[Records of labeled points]
......

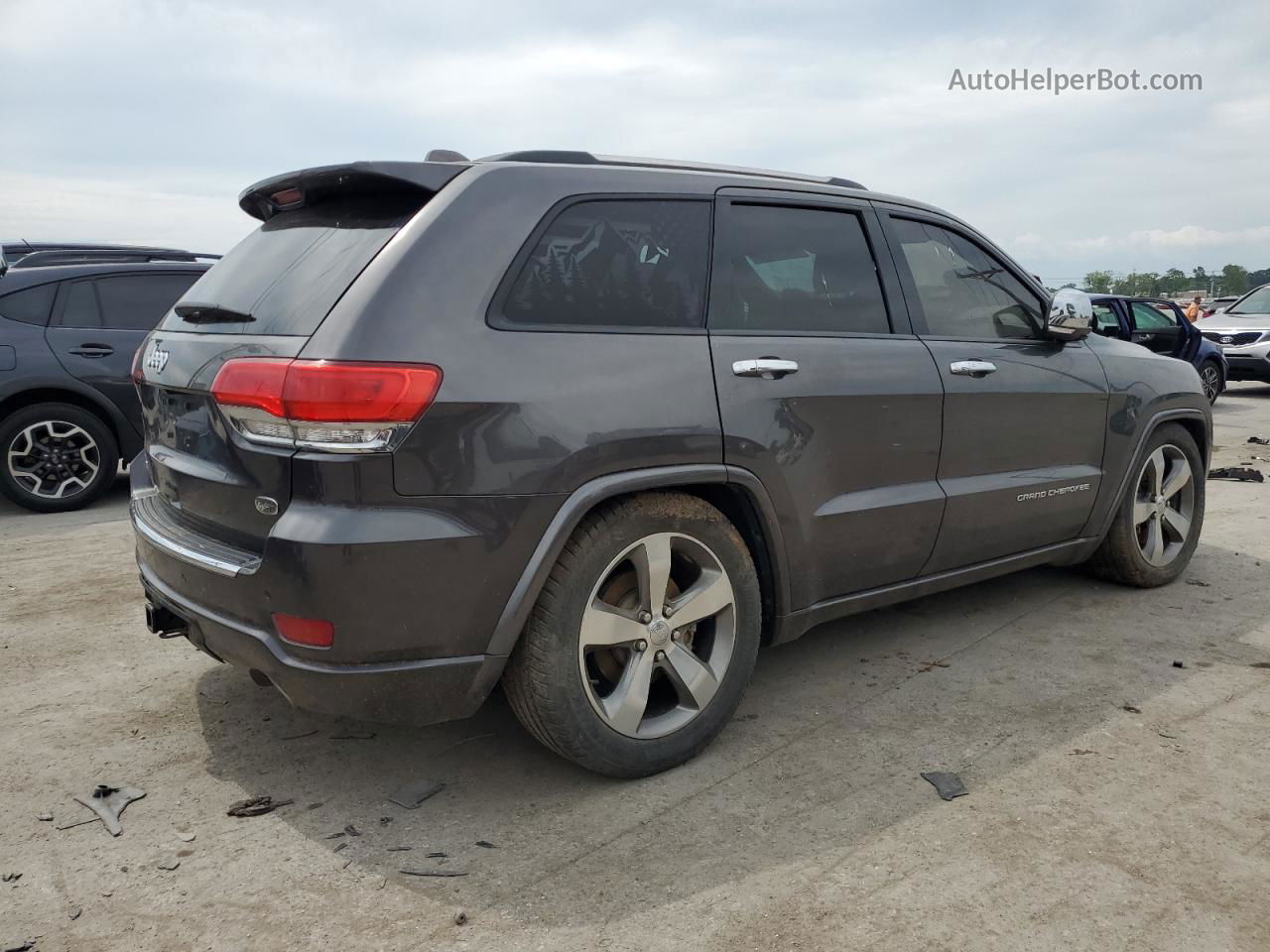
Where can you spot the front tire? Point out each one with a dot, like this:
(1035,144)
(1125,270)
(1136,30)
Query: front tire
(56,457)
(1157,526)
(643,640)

......

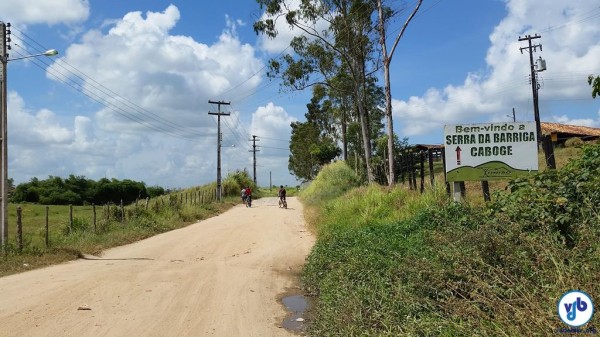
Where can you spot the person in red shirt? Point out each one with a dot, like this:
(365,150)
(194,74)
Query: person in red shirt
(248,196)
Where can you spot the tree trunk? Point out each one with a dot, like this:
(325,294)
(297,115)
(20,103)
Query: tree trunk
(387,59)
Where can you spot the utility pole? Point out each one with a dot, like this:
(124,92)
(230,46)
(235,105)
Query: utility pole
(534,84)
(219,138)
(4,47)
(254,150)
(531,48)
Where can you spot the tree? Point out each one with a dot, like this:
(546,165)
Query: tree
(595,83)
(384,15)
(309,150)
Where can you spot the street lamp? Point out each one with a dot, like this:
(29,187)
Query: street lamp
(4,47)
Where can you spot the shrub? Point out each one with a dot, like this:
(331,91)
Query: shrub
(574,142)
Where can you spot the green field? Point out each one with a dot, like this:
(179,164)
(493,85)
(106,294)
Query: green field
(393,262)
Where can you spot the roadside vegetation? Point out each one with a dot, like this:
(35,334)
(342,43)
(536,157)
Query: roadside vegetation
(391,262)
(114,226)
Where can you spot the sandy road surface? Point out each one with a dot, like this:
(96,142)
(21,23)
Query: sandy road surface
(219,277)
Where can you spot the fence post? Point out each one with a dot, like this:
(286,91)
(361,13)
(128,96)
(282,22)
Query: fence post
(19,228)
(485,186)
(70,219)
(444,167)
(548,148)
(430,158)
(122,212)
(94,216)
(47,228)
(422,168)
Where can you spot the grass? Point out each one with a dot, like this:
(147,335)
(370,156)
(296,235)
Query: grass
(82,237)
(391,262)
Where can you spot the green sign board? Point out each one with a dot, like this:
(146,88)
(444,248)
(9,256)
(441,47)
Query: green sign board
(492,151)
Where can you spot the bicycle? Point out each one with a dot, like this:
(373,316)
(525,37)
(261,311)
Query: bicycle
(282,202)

......

### WHAT YOU HAVE TO DO:
Please report every line of the items above that contains the string "sign", treating uppercase and lowercase letters as different.

### ANSWER IN FULL:
Where can you spot the green sign board? Point out each one with a dot, like this:
Query: green sign board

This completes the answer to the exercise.